=== RECORDS SUPPLIED ===
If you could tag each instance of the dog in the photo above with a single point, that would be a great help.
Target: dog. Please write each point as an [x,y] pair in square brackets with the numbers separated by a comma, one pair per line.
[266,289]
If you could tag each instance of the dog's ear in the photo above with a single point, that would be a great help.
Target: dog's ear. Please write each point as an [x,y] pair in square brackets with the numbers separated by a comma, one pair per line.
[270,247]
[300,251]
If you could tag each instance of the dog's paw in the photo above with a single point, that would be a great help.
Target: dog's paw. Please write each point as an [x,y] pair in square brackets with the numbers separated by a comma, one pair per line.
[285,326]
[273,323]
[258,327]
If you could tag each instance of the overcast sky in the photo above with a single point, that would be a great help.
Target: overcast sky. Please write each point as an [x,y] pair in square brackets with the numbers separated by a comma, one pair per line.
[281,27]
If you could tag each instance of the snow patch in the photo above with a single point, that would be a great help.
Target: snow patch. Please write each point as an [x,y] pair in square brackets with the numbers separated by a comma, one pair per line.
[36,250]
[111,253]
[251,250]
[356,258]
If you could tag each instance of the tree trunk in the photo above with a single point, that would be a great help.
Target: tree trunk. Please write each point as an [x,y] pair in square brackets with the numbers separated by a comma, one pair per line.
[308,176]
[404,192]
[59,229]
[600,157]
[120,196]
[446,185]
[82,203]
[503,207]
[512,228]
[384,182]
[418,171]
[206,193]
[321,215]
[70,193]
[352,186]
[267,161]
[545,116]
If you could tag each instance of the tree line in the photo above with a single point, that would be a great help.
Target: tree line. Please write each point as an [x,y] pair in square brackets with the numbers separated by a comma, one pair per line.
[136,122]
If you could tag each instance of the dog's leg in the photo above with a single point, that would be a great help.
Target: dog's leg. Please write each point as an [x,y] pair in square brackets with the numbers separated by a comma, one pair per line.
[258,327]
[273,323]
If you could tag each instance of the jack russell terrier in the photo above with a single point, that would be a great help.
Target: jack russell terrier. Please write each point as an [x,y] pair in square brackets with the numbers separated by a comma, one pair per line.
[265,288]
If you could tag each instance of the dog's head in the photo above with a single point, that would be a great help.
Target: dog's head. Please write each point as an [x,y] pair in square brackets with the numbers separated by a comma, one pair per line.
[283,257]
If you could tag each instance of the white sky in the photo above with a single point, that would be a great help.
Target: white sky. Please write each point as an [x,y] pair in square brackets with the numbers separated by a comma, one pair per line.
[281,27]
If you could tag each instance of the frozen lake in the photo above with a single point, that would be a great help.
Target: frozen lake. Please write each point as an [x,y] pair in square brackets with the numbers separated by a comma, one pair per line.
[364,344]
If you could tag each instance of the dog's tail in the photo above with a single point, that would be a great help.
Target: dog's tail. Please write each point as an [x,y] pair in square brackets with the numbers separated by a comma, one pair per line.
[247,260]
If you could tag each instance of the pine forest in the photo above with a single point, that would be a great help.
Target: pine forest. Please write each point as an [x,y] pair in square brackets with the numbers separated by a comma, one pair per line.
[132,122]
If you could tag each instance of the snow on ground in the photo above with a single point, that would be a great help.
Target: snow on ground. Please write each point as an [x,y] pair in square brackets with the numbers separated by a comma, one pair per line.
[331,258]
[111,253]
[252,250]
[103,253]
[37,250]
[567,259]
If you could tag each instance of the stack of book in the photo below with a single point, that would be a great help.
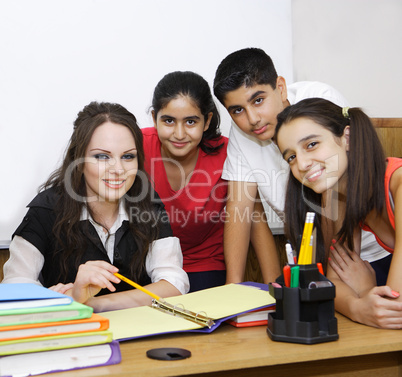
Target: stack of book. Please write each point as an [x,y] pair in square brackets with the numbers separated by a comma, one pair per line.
[43,331]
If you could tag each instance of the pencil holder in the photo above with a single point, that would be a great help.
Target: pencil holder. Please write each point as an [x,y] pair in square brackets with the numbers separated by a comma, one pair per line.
[305,314]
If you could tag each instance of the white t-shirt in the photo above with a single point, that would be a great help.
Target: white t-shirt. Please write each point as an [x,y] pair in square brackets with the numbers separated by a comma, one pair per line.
[251,160]
[164,259]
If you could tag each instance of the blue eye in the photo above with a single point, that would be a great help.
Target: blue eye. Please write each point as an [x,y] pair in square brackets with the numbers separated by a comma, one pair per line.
[237,111]
[312,144]
[129,156]
[290,158]
[101,156]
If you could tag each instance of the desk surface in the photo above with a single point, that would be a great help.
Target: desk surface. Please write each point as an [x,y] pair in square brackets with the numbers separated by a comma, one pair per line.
[230,351]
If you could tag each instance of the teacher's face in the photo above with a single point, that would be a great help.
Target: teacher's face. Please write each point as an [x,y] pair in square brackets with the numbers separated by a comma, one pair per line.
[111,163]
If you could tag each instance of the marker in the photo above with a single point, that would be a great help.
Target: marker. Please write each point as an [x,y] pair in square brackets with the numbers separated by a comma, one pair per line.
[294,280]
[289,253]
[320,284]
[286,275]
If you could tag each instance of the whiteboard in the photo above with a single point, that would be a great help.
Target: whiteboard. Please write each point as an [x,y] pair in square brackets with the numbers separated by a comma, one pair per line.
[57,56]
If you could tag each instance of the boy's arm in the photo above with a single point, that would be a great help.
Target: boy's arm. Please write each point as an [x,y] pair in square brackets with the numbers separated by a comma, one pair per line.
[264,245]
[236,236]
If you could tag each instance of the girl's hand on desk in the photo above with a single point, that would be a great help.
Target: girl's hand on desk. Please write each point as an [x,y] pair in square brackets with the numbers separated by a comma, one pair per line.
[352,270]
[62,288]
[378,308]
[92,276]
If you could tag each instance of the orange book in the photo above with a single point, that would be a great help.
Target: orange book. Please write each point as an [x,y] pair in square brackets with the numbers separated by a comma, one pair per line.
[93,323]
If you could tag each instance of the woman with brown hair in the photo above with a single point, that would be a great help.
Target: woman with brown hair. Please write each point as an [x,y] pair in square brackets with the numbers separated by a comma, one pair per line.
[94,217]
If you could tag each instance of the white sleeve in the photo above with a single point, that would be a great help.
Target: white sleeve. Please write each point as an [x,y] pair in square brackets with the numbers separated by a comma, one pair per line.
[165,262]
[236,166]
[25,263]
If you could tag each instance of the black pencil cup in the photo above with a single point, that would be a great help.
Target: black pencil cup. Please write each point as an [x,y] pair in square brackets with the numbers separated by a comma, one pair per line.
[304,314]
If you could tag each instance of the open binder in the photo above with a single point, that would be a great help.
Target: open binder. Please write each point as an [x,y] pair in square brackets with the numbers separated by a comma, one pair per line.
[217,304]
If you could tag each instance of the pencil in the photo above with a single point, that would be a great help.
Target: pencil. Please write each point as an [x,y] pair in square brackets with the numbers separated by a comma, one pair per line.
[135,285]
[305,250]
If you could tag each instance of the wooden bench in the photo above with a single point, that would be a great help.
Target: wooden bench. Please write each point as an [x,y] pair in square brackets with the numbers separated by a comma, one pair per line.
[390,133]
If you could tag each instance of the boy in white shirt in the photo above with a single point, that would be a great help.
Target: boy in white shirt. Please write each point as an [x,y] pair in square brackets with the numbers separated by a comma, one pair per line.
[247,84]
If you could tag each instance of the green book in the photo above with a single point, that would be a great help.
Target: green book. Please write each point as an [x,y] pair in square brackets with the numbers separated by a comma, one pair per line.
[56,313]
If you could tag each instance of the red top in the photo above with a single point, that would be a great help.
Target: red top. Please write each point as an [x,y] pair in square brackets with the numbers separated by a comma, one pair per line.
[393,164]
[196,212]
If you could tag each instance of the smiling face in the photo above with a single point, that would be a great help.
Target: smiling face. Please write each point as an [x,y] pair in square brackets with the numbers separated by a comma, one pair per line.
[254,109]
[180,127]
[110,163]
[316,157]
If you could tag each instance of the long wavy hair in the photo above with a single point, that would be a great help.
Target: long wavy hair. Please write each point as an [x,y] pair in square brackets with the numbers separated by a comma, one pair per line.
[365,171]
[194,86]
[69,183]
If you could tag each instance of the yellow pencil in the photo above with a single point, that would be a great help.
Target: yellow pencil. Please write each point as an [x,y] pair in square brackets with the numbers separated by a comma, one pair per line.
[135,285]
[305,254]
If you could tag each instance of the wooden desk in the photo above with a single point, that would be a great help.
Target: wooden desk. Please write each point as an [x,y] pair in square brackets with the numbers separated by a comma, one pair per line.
[360,351]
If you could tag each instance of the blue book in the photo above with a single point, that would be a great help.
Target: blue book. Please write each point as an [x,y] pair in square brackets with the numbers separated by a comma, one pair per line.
[25,295]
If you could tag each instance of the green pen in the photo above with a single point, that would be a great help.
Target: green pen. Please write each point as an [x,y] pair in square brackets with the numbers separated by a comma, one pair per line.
[294,277]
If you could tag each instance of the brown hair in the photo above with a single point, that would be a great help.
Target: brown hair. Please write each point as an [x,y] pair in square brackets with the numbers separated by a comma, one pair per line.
[366,164]
[69,183]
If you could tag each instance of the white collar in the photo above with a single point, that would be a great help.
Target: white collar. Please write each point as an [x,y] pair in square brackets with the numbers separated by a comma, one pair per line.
[122,216]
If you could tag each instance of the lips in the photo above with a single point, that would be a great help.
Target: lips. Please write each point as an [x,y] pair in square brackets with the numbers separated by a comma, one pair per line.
[313,176]
[115,184]
[260,130]
[178,145]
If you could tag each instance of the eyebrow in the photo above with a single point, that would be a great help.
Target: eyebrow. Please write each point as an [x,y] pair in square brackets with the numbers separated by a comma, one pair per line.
[106,151]
[301,141]
[166,116]
[250,99]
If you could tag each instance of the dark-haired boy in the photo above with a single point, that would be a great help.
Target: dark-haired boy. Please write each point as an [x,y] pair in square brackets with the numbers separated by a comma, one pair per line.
[247,84]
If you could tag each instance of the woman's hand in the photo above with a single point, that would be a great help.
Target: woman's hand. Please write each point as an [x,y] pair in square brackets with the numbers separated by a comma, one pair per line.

=== WHAT IS BEING ASKED ===
Starting from the line containing "If you could tag each instance of the eyebrow" and ending with the final line of the data, reproduce each line exactly as it appears, including no other lines.

=== FINISHED EXERCISE ===
If you could tag each instance of the eyebrow in the photo above with a single point, that would be a great help.
Target: eyebrow. Please write each point as an [x,y] pair in square brackets with the numbers separated by a comma, one pair per line.
[106,151]
[301,141]
[166,116]
[250,99]
If you could tag each instance of the dark-haired boy in the photo above with a single point, that would be a great help.
Target: dark-haired boy. Please write each point as an [x,y] pair in square brackets with the numbers separated by a comma, one pair per line.
[247,84]
If you could tag each instance of the woman's hand in the photo above with a single point, that would be a great help.
Target: woman's hand. Please write each point as an [x,y] pair in square brackets with the numbers separated by a comma, one pair per line.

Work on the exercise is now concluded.